* The problem *
Print every one of the items below again word for word, keeping their order and line breaks unchanged.

* Record extracts *
▬▬▬▬▬▬▬▬▬▬
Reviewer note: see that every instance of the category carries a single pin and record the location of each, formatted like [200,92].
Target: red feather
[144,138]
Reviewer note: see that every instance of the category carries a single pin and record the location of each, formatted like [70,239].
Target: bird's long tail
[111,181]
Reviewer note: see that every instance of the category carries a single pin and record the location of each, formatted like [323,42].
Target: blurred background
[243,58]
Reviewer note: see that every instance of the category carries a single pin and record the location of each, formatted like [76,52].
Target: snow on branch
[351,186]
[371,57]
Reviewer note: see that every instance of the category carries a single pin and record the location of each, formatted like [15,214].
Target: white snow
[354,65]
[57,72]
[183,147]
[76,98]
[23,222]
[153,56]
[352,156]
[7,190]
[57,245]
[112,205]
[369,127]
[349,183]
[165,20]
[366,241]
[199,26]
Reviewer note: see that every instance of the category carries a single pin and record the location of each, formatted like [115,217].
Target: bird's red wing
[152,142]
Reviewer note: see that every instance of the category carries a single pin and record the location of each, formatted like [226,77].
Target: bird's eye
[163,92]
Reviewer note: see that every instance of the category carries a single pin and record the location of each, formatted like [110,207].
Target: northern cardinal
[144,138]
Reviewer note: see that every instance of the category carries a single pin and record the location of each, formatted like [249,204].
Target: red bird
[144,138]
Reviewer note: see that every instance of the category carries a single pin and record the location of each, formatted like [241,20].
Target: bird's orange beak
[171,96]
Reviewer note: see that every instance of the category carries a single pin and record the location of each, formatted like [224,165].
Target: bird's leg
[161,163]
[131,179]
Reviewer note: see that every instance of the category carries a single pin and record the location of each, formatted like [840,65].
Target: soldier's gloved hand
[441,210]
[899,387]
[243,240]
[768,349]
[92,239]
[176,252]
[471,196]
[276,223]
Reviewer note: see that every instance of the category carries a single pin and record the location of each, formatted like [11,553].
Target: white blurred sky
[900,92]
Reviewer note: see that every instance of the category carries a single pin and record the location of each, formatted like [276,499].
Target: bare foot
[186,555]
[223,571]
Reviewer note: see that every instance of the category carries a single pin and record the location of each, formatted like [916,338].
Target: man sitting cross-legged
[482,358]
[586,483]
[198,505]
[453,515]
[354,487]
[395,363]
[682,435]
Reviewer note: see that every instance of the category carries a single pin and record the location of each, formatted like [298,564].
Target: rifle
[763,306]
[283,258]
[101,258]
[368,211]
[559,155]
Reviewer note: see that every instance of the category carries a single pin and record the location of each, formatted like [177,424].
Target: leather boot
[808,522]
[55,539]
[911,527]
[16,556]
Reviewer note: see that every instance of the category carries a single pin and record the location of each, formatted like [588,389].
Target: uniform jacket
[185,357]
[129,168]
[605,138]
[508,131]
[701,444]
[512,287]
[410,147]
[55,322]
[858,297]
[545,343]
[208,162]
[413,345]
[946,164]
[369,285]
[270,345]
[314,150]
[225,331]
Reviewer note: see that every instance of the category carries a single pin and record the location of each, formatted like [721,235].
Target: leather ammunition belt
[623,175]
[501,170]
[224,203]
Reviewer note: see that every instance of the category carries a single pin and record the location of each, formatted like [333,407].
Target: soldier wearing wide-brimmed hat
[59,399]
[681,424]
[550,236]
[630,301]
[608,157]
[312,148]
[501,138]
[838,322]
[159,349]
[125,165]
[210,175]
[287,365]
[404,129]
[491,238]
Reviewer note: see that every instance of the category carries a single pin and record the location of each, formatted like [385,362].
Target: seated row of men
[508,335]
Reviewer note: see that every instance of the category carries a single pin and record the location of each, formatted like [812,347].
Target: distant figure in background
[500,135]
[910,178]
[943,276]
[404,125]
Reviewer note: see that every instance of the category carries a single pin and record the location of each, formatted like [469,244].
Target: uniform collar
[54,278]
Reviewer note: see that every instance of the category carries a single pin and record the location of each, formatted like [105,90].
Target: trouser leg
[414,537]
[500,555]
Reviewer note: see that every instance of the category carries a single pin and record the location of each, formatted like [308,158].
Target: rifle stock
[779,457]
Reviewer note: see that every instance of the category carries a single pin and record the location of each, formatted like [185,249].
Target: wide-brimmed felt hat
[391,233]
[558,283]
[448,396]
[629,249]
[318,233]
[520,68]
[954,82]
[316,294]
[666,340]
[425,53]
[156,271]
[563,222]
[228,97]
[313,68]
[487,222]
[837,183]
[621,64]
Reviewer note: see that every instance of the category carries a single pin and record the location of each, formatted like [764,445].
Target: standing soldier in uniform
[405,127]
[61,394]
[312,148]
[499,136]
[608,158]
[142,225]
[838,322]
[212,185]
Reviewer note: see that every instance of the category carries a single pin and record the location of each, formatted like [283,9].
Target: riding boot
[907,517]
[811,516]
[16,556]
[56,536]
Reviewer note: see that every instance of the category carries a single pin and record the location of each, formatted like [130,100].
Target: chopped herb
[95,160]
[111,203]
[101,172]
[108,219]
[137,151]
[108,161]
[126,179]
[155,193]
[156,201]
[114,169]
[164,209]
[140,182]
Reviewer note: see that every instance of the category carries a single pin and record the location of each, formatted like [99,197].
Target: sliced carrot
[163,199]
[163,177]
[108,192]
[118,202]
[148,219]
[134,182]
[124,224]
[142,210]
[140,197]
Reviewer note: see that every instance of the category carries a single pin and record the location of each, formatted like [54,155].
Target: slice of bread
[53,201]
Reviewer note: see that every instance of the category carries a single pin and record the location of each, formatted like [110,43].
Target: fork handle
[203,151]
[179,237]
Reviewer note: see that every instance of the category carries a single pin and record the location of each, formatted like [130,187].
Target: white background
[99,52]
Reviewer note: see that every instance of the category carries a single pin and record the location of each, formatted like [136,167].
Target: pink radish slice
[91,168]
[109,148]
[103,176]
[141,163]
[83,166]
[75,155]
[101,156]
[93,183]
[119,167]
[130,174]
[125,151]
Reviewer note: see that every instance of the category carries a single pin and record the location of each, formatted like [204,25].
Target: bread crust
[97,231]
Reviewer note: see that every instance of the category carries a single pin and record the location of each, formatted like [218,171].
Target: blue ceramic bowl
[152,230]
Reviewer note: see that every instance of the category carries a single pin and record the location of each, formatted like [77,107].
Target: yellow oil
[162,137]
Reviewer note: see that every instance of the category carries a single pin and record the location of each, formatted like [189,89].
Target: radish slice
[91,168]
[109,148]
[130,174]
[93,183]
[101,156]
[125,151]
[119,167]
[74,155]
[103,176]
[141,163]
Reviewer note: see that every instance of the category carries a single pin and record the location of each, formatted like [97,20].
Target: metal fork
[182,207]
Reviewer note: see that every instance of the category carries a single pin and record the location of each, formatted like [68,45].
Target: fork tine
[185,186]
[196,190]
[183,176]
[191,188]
▬▬▬▬▬▬▬▬▬▬
* Task output *
Reviewer note: see that every instance of the category carries a single pin and record the location of each, formatted like [200,92].
Target: red feather
[144,138]
Reviewer note: see that every instance of the category carries a single pin and record the location of each, formatted like [70,239].
Target: bird's long tail
[111,181]
Reviewer note: see that every instance of the category carries a single pin and record the location of each, formatted like [323,42].
Target: blurred background
[243,58]
Reviewer note: see that every instance of the category carries a single pin and record the location of each, formatted like [76,52].
Target: snow on branch
[351,186]
[371,57]
Reviewer note: see that every instance of the category carries a single pin and record the location of each, formatted like [15,214].
Target: white snow
[354,65]
[57,72]
[183,147]
[76,98]
[23,222]
[153,56]
[352,156]
[7,190]
[57,245]
[112,205]
[369,127]
[349,183]
[165,20]
[366,241]
[199,26]
Reviewer note: see that every instance of the category carries a single pin and record the location of each, formatted like [115,217].
Target: bird's red wing
[152,142]
Reviewer note: see that every instance of the category carries a single pin and record the location of each, formatted like [226,77].
Target: bird's eye
[163,92]
Reviewer note: see that every instance of the category carries a single pin and record the location of each, formatted like [110,207].
Target: northern cardinal
[144,138]
Reviewer note: see that every instance of the category carries a single pin and record the location of each, formatted like [249,204].
Target: red bird
[144,138]
Reviewer note: see that every instance of the category carries a single pin and record the location of each, formatted like [241,20].
Target: bird's orange beak
[171,96]
Reviewer note: see that every instance of the category carries a single pin and record the location of each, formatted like [224,165].
Target: bird's leg
[161,163]
[131,179]
Reviewer note: see that every instance of the category carries a single pin and record the location of each, formatted like [840,65].
Target: soldier's gloved hand
[441,210]
[899,387]
[243,240]
[768,349]
[92,239]
[176,252]
[471,196]
[276,223]
Reviewer note: see that every instance of the category carries a single pin and record the location of each, formatted like [11,553].
Target: white blurred sky
[900,92]
Reviewer note: see that every instance of the category carries a single pin and record the location of each, formatted like [276,499].
Target: bare foot
[186,555]
[223,571]
Reviewer note: see that every instance of the category carries a single pin and record the location of each, formatted like [916,338].
Target: man sitting cross-legged
[482,358]
[586,483]
[198,505]
[453,515]
[354,487]
[395,363]
[682,435]
Reviewer note: see that every instance of the category carries a single pin and record the location of each, formatted like [298,564].
Target: rifle
[763,306]
[283,258]
[101,258]
[368,211]
[559,155]
Reviewer note: see that every instance of the category carries a single pin and record the location of each, formatted like [177,424].
Target: leather boot
[808,522]
[55,539]
[911,527]
[16,556]
Reviewer note: see that every instance of the category carries a single pin and record the location of each, formatted like [588,389].
Target: uniform jacket
[185,357]
[129,168]
[605,138]
[508,131]
[701,444]
[512,287]
[410,147]
[55,322]
[858,297]
[545,343]
[208,162]
[413,345]
[946,164]
[369,285]
[270,345]
[314,150]
[225,331]
Reviewer note: see that every instance of the category carries a single pin and record the location of each, formatted like [721,235].
Target: leather ammunition belt
[623,175]
[501,170]
[224,203]
Reviewer note: see that every instance of the category carries a single pin and record the location of each, formatted like [333,407].
Target: soldier wearing wide-brimmed hat
[59,399]
[681,424]
[550,236]
[630,301]
[608,157]
[312,148]
[501,138]
[838,322]
[159,349]
[125,165]
[210,175]
[287,365]
[404,129]
[491,238]
Reviewer note: see that every instance of the category carries a single pin and record the location of each, formatted like [385,362].
Target: seated row of men
[508,335]
Reviewer note: see that every instance of the category carries a single pin and record the location of each, formatted like [812,347].
Target: distant figure in background
[500,135]
[910,178]
[943,276]
[404,125]
Reviewer note: see that every instance of the category carries a single pin and record the location of each, formatted like [469,244].
Target: uniform collar
[54,278]
Reviewer note: see that every instance of the category carries a single pin and record the location of each, formatted like [105,90].
Target: trouser leg
[414,537]
[500,555]
Reviewer note: see that every instance of the category carries a single pin and record the location of each, formatted like [308,158].
Target: rifle stock
[779,457]
Reviewer note: see that every instance of the category carries a single pin and record the location of each, formatted like [185,249].
Target: wide-brimmed felt hat
[391,233]
[558,283]
[448,396]
[629,249]
[318,233]
[520,68]
[954,82]
[316,294]
[666,340]
[425,53]
[156,271]
[563,222]
[228,97]
[313,68]
[487,222]
[837,183]
[621,64]
Reviewer note: see that every instance of the category carries a single pin and record the location of each, formatted like [764,445].
Target: standing soldier in uniform
[405,127]
[61,394]
[312,148]
[499,136]
[608,158]
[142,225]
[838,322]
[212,185]
Reviewer note: see that every instance of the category carries a single pin and record the location of each, formatted like [283,9].
Target: riding boot
[907,517]
[811,516]
[16,556]
[56,536]
Reviewer note: see that every instance of the category carries a single pin and record the location of each, formatted like [130,100].
Target: chopped herb
[95,160]
[111,203]
[101,172]
[108,219]
[137,151]
[108,161]
[126,179]
[155,193]
[156,201]
[114,169]
[164,209]
[140,182]
Reviewer note: see that every instance of the category carries a single pin and record the location of each, formatted like [99,197].
Target: sliced carrot
[163,199]
[163,177]
[108,192]
[118,202]
[148,219]
[134,182]
[124,224]
[142,210]
[140,197]
Reviewer note: see that every instance of the category carries a single pin and record the location of each, formatted like [54,155].
Target: slice of bread
[53,201]
Reviewer note: see that every instance of the category carries a single pin and record the location of each, formatted like [110,43].
Target: fork handle
[203,151]
[179,237]
Reviewer note: see that every instance of the category carries a single pin and record the location of each, formatted like [130,187].
Target: white background
[99,52]
Reviewer note: see that every instance of the category carries a single pin and record the location of each, formatted like [136,167].
Target: pink radish slice
[91,168]
[109,148]
[103,176]
[141,163]
[83,166]
[75,155]
[101,156]
[93,183]
[119,167]
[130,174]
[125,151]
Reviewer note: see that every instance of the category carries a single pin and record the location of each, formatted like [204,25].
Target: bread crust
[97,231]
Reviewer note: see that every instance of the category carries a single pin and record the location of each, formatted like [218,171].
Target: blue ceramic bowl
[152,230]
Reviewer note: see that every instance of the category carries a single pin and record the location of each, formatted like [77,107].
Target: yellow oil
[162,137]
Reviewer note: see that every instance of the category carries a single pin and record the location of each, formatted like [189,89].
Target: radish slice
[91,168]
[109,148]
[130,174]
[93,183]
[101,156]
[125,151]
[119,167]
[74,155]
[103,176]
[141,163]
Reviewer note: see that every instance of the category carries a single pin and record the location of each, formatted like [97,20].
Target: metal fork
[182,207]
Reviewer note: see that every instance of the category carries a single pin and record the location of each, formatted like [68,45].
Target: fork tine
[185,186]
[196,190]
[183,176]
[191,188]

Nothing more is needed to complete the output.